Data Structures
WHAT THE COURSE IS ABOUT
Data structures is concerned with the
representation and manipulation of data.
All programs manipulate data.
So, all programs represent data in some way.
Data manipulation requires an algorithm.
We shall study ways to represent data and
algorithms to manipulate these representations.
The study of data structures is fundamental to
Computer Science & Engineering.
PREREQUISITE
C
Enumerated data type, void data type
typedef statement
Control statements
Use of memory by a program
Specification of pointers
Memory management functions
Problems with pointers
Various aspects of user defined functions
WHAT IS DATA STRUCTURE
“A Conceptual and concrete way to
organize data for efficient storage
and manipulation”
WHAT IS DATA STRUCTURE
A data structure is a logical and
mathematical model of a particular
organization of data.
The choice of particular data structure
depends upon following consideration:
1.It must be able to represent the inherent
relationship of data in the real world.

---

Exercise task 1: Please copy the entries word for word, from the line containing "Exercise. Put one point on every instance of the blue" through the end of the entries, both ends included.

---

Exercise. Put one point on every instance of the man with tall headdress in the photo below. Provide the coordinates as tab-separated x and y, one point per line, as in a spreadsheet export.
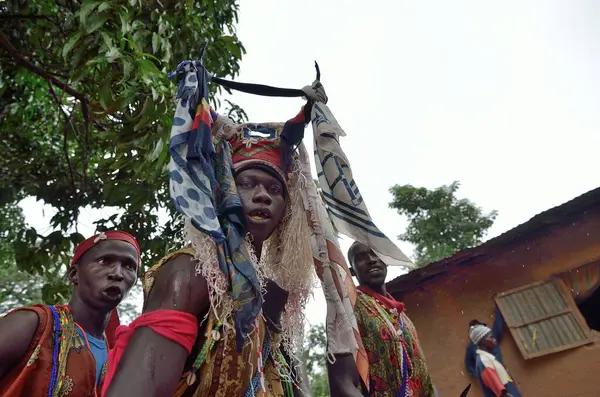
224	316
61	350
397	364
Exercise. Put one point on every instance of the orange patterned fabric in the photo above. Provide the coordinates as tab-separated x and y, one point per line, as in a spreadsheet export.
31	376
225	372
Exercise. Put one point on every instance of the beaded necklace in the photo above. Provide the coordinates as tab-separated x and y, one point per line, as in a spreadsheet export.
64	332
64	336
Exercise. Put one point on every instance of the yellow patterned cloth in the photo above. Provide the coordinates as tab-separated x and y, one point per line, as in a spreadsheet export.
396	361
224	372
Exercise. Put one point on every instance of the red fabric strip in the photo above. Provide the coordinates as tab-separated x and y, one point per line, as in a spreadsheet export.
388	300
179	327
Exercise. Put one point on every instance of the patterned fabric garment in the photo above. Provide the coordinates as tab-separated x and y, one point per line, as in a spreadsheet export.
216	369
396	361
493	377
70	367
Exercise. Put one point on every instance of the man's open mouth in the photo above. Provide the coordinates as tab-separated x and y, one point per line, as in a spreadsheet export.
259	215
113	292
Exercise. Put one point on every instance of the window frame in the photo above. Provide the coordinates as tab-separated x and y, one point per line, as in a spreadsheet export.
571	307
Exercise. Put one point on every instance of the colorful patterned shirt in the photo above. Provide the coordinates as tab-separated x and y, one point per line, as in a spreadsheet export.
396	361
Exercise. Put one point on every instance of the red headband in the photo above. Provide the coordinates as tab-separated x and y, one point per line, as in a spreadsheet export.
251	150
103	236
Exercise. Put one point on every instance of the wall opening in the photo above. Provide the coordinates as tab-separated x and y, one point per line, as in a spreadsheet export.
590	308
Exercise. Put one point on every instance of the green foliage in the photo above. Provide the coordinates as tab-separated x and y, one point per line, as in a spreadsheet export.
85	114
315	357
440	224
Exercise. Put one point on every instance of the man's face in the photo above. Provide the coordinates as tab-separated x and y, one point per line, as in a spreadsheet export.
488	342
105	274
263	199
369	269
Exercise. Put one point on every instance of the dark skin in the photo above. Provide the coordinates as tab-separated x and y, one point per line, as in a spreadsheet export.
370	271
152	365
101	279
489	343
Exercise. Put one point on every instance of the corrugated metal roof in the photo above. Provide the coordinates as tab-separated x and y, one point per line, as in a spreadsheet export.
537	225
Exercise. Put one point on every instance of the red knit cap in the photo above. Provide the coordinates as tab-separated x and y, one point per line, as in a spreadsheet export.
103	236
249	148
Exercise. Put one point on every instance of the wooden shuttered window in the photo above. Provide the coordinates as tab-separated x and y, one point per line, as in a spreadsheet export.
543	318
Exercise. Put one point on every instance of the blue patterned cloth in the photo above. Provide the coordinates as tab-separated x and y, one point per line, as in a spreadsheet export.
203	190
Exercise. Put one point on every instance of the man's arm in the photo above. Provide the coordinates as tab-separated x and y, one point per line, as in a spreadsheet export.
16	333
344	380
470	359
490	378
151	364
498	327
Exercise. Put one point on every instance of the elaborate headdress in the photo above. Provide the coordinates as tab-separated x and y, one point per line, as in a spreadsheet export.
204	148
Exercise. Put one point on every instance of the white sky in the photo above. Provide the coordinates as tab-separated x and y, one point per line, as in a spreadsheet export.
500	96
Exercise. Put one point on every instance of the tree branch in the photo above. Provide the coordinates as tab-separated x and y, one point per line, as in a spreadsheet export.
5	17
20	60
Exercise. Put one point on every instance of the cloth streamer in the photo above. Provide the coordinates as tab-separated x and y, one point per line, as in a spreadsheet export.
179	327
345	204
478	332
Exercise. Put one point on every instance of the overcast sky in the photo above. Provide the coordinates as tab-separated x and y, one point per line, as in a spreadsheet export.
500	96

---

Exercise task 2: In the text on data structures, turn the paragraph beginning "Data structures is concerned with the" into a short list that keeps its main facts.

Expected output 1:
Exercise. Put one point on every instance of the blue patterned cloth in the photo above. Provide the coordinates as tab-separated x and y, one point per line, as in a spreadsheet export.
203	190
Exercise. Put one point on every instance of the man's arm in the photo above. Provide the coordinates as tab-separated x and y, one point per line, as in a spreadsheet export.
16	333
344	380
470	359
490	378
151	364
498	327
Exercise. Put one point on every instance of the elaborate headdress in the photo above. Provide the coordinates as tab-separated x and y, one point per line, as in a spreadsheet export.
204	148
Exercise. Put one point on every instance of the white sky in the photo above. Provide the coordinates as tab-separated x and y, one point per line, as in a spreadsheet export.
500	96
Exercise. Put one point on every instance of the tree branch in the photo above. Provide the coordinates as tab-separated x and y, one point per line, as in a spreadsheet export.
5	17
20	60
Exercise. Put one point on every instance of the cloth streamer in the photo above. Provide the coordinates as tab-separated x and y, one point per line, as in a spreadsheet export.
179	327
345	204
478	332
Exercise. Put one point on every instance of the overcast sky in the photo above. Provide the coordinates as tab-separated x and y, one point per line, as in a spreadsheet export.
500	96

Expected output 2:
- Data structures deals with how data is represented and manipulated.
- Every program manipulates data, so every program represents data in some way.
- Manipulating data requires an algorithm.
- The course studies ways to represent data and algorithms that manipulate those representations.
- The subject is fundamental to Computer Science & Engineering.